WHAT YOU HAVE TO DO - Pick out every line of the data that contains the word "Outline", matching case exactly, and copy each one.

Labeled contour data -

+-------+

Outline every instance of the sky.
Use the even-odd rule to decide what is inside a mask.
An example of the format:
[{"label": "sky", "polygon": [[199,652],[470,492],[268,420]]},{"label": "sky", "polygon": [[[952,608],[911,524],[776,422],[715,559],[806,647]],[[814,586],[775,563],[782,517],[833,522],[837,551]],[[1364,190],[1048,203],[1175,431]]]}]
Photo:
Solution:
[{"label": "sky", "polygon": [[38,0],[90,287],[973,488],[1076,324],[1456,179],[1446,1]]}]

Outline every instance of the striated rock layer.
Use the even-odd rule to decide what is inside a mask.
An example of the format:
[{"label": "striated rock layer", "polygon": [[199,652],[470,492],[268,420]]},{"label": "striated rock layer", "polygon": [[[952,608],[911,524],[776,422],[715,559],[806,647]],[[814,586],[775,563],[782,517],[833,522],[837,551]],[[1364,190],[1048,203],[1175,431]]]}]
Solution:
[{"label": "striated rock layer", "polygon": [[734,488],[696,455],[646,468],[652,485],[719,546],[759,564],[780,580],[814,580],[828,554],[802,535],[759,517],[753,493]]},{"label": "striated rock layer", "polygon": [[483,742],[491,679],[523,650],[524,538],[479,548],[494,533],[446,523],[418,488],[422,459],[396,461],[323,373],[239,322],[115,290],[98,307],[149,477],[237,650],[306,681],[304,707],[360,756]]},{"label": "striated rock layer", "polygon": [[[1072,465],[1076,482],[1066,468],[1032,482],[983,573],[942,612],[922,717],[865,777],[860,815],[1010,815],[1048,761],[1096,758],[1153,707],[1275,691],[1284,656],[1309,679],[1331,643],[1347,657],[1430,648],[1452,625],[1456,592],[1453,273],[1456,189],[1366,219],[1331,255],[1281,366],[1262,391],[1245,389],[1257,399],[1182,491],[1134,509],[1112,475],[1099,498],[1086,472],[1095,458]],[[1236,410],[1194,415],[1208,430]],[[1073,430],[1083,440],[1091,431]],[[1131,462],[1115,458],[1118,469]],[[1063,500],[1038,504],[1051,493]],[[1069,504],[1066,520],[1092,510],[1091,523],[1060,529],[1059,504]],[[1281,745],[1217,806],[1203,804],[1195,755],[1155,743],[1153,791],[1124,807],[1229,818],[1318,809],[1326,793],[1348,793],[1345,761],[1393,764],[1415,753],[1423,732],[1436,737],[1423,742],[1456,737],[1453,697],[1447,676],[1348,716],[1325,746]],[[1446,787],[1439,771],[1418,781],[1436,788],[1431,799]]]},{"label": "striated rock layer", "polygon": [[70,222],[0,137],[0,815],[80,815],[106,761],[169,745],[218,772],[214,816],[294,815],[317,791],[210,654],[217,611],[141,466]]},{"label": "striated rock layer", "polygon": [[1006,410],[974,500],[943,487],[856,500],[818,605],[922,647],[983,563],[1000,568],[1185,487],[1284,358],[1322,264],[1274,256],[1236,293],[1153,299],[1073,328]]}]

+-------+

THE ANSWER -
Outline every instance of the sky.
Outline every instance of the striated rock layer.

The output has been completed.